→ **PASSAGE GIVEN**:
The reason for the PTLC is that the PTLC can be arranged to be claimable only if the receiver knows both the proof-of-payment secret and the receiver-can-claim secret: this is done by having the PTLC require a single scalar that is the known sum of the two secrets (this requirement can be imposed without actual knowledge of either secret, only the knowledge of the two points that hide the secret). In practice, we also want a third secret. the “delta”, that is used to obfuscate the actual proof-of-payment secret from forwarding nodes, and is changed at each hop to reduce correlatable data if a surveillor has control of multiple public forwarding nodes on the network.
The primary difference between stuckless payments via PTLCs versus HTLCs is this:
- HTLCs lock rows in multiple databases, and allows the receiver to claim any or all of the funds that reach it with the same hash of the HTLC. Thus, it is unsafe to have multiple HTLC-lock-chains in flight that total to more than the payment amount, because the receiver can commit the transfer for all those funds.
- PTLCs allow the sender to also be required in order to commit any PTLC-lock-chains. Thus, the sender can ensure that only one PTLC-lock-chain is committed (or more generally, that the amounts locked by PTLC-lock-chains it allows to commit sum exactly to the agreed payment amount), and the other PTLC-lock-chain are forced to roll back. This allows the sender to make multiple parallel PTLC-lock-chains terminating at the receiver, because the receiver can only commit any PTLC-lock-chain (and finalize the transfer) if the sender allows it.
Suppose an end user, Ursula, with a MultiChannel to 3 forwarding nodes, Alice, Bob, and Carol, wants to send out a PTLC-based payment to some remote receiver. The end-user first maps out multiple paths to the receiver.

→ **GOAL**:
Using the passage on stuckless payments, explain in one to three sentences why it is unsafe to have multiple HTLC-lock-chains in flight that total more than the payment amount.

→ **DATA EXCERPTS**:
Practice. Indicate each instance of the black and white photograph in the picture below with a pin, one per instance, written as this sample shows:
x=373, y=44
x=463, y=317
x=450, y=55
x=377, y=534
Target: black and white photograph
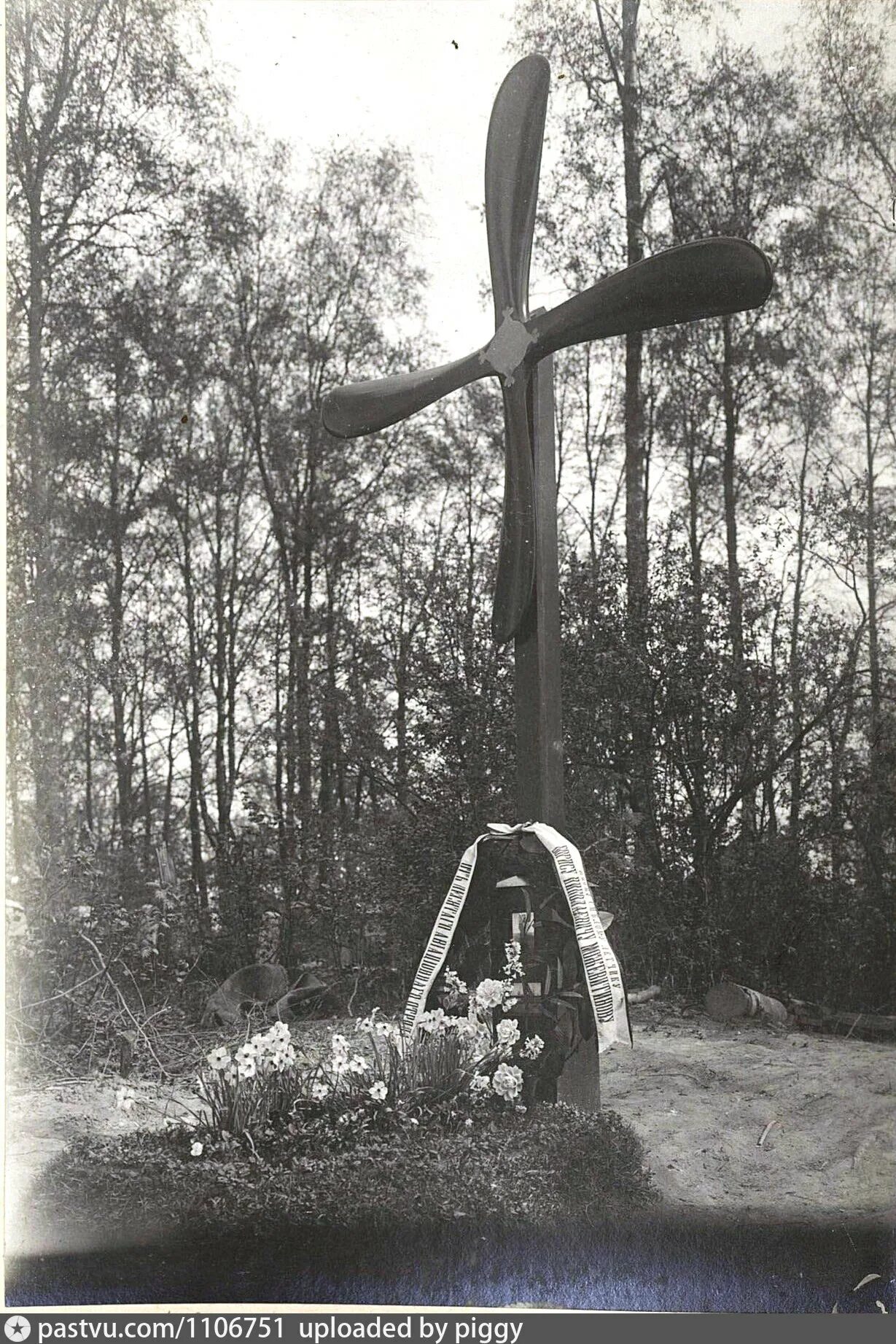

* * *

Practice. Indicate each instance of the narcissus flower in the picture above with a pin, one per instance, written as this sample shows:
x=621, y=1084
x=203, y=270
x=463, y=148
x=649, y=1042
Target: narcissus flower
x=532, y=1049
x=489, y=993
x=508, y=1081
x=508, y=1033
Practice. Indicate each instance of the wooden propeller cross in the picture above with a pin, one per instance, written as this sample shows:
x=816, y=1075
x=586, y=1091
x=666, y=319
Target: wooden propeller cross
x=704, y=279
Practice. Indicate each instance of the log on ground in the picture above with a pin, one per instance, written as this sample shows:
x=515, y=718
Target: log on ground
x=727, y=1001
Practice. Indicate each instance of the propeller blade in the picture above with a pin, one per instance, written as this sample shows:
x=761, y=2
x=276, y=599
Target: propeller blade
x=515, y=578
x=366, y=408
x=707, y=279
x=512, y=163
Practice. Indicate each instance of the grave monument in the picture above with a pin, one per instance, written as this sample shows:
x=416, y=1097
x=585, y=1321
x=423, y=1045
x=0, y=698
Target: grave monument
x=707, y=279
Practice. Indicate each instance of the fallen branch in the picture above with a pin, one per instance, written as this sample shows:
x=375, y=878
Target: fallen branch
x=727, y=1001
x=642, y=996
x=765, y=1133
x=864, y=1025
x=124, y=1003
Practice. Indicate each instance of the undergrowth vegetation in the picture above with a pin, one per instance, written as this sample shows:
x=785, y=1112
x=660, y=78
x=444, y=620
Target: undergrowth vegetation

→ **RESPONSE TO THIS TASK**:
HTLCs let the receiver claim any or all of the funds that reach it with the same hash. If several HTLC-lock-chains in flight add up to more than the payment amount, the receiver can commit the transfer for all of those funds.